## Begin DATASET CONTENT

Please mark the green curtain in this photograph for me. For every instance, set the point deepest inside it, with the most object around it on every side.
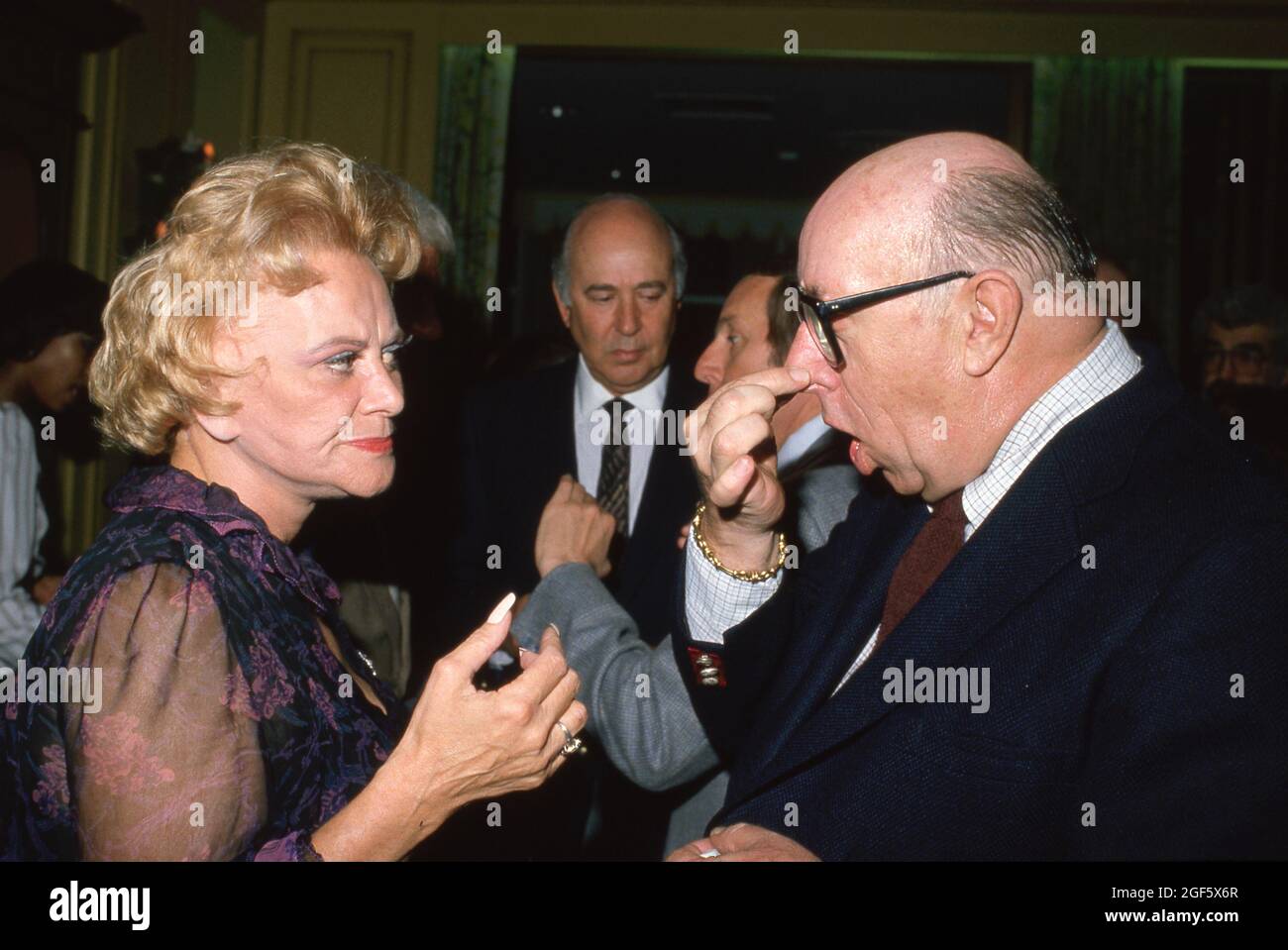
(1107, 133)
(469, 167)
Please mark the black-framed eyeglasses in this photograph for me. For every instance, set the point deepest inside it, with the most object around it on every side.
(818, 314)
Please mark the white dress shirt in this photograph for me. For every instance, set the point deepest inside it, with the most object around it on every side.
(802, 441)
(590, 395)
(715, 601)
(22, 525)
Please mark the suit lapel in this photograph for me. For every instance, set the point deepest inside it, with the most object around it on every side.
(1028, 537)
(858, 579)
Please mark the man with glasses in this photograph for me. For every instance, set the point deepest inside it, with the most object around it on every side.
(1244, 336)
(1043, 644)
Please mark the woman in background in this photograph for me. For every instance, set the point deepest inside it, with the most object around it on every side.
(236, 718)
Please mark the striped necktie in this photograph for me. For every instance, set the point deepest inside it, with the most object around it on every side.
(614, 469)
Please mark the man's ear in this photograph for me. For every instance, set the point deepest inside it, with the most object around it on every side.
(219, 428)
(563, 308)
(996, 303)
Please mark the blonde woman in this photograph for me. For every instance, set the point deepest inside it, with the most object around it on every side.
(235, 717)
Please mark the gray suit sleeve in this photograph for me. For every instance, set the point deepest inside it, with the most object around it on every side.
(639, 705)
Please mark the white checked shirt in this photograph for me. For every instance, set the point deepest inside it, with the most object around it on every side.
(715, 601)
(22, 525)
(589, 395)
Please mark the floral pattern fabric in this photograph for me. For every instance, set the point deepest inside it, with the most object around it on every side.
(224, 726)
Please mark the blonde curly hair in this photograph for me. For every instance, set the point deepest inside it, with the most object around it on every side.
(258, 218)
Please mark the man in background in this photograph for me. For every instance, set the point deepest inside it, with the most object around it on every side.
(50, 327)
(609, 418)
(653, 735)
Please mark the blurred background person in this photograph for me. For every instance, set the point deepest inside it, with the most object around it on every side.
(50, 326)
(375, 549)
(1244, 334)
(655, 736)
(227, 672)
(617, 280)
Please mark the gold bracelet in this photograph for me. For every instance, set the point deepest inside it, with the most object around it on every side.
(748, 576)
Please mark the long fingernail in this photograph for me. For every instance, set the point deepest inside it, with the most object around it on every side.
(501, 609)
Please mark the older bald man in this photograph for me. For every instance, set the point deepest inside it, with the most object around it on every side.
(1060, 636)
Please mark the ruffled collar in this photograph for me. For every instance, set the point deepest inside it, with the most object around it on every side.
(174, 489)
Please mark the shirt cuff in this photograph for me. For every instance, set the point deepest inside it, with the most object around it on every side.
(715, 601)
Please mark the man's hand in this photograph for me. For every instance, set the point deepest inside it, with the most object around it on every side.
(737, 464)
(743, 842)
(574, 529)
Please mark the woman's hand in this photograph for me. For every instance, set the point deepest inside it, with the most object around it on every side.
(462, 746)
(44, 589)
(574, 529)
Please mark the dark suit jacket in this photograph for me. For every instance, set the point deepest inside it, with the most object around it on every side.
(516, 439)
(1111, 686)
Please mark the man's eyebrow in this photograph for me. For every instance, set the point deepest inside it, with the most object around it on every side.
(357, 343)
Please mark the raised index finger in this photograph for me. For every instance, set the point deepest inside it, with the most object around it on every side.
(541, 675)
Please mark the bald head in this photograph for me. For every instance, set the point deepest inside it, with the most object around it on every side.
(931, 381)
(617, 284)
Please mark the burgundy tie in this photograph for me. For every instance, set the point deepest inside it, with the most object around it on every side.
(925, 559)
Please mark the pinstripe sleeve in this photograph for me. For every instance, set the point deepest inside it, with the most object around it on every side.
(22, 525)
(715, 601)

## End DATASET CONTENT

AIM: Reproduce the listing starting at the line containing "Please mark the gold" and ending at the line containing "(1060, 636)", both included. Keep each request unchanged and offset every coordinate in the answers by -121.

SOLUTION FOR THIS TASK:
Please mark the gold bracelet in this photograph for me. For every instance, set the point deepest inside it, with the most object around it on every side.
(627, 455)
Please mark the long fingernail in this photograph for me. For every instance, set the point deepest inside it, with the most object around it on every side.
(380, 488)
Please mark the older bald man in this photograph for me. For every instance, set the point deepest inside it, with the most object around it on every side.
(939, 515)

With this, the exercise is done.